TEXT EXCERPT |
Users reported getting logged out and then not being able to log back in, in spite of jumping through a whole lot of privacy hoops. New York Magazine reported that things got circular: users were first asked to log in to Facebook. Then they were asked to provide “additional Facebook permissions” to “create fuller profiles, verify authenticity and provide support.” Tapping “Ask me” on the permission request merely sent users back to the original notification asking them to log in to Facebook.

Facebook said it was a glitch. It was fixed later Wednesday night. Sorry about that, Facebook said. And no, your come-on lines weren’t that bad, and yes, you can now return to the search for the love of your life.

2. What’s a mere 37 million more CA victims between BFFs?

Speaking of that Wednesday privacy spasm, Facebook’s post about the overhaul included a wee bit more information about the CA Grabathon.

The factoid has to do with how many Facebook users were affected by CA’s harvesting of data to build “psychographic” profiles (all the better to profile you with, my dear, and to then target you with uber personalized political ads).

MATERIAL SUPPLIED |
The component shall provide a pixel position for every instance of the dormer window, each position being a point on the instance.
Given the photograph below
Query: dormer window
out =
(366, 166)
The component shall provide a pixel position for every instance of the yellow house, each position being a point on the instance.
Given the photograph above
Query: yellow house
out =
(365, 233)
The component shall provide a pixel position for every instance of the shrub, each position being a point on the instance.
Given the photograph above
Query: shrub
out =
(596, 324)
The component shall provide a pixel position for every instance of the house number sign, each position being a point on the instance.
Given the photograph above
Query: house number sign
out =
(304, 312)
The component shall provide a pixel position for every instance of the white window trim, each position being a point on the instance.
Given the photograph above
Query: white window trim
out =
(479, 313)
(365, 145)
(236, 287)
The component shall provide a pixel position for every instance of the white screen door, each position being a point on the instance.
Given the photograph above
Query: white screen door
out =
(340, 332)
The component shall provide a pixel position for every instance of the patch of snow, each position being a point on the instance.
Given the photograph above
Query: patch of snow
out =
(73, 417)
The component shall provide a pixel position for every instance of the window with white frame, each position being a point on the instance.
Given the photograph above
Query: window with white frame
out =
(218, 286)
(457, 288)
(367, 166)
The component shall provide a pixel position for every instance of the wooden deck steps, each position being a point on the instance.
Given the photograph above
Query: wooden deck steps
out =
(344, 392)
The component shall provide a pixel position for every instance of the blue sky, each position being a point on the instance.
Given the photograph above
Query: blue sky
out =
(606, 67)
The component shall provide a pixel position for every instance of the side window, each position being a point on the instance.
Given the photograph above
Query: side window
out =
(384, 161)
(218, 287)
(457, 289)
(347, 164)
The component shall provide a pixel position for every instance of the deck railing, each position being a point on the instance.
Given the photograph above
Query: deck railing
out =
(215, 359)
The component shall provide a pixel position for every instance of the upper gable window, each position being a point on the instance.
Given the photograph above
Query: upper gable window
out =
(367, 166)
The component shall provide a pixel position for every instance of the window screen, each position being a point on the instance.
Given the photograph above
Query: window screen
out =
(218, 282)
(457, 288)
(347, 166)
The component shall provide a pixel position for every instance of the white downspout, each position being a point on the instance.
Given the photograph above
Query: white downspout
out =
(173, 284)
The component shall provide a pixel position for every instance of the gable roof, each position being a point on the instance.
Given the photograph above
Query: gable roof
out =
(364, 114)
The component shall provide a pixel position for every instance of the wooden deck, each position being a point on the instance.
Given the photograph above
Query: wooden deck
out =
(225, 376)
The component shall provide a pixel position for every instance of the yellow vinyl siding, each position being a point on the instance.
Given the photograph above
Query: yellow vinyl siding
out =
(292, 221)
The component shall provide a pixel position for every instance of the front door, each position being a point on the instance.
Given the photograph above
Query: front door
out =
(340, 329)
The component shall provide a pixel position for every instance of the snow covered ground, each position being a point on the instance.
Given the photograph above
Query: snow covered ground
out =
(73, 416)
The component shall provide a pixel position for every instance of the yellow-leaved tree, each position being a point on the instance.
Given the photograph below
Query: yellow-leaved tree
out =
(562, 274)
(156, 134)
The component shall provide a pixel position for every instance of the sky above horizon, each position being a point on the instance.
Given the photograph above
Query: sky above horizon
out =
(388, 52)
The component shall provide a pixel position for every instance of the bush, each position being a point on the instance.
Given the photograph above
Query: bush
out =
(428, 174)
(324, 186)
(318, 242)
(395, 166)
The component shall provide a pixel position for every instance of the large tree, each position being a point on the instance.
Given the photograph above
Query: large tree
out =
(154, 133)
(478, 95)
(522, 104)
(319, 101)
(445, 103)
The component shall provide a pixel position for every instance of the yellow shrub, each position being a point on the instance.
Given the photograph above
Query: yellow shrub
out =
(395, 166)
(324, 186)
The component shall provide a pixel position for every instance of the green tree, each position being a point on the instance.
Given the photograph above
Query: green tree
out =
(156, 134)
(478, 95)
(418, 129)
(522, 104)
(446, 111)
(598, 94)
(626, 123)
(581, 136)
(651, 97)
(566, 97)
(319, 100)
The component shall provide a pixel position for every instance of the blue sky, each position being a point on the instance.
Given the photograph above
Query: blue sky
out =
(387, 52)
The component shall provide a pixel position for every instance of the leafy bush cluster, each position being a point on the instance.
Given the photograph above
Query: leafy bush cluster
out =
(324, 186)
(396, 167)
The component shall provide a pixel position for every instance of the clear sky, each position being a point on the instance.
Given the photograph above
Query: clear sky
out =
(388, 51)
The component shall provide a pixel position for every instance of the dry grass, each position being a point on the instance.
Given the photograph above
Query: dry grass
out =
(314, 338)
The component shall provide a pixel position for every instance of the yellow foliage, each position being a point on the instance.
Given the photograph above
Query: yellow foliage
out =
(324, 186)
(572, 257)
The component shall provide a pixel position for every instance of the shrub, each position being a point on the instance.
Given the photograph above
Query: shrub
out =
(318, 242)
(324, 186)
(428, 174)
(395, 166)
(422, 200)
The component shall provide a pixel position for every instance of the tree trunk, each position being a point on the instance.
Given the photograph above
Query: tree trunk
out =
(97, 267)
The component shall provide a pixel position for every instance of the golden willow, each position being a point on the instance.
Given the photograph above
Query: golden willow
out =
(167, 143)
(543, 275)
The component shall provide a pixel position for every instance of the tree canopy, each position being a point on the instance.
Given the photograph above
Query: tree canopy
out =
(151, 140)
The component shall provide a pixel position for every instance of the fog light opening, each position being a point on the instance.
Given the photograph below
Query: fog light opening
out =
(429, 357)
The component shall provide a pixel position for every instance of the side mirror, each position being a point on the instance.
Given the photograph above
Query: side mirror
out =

EXERCISE | In the Facebook text, what did Facebook say caused users to be logged out and unable to log back in?

SOLUTION | Facebook said it was a glitch.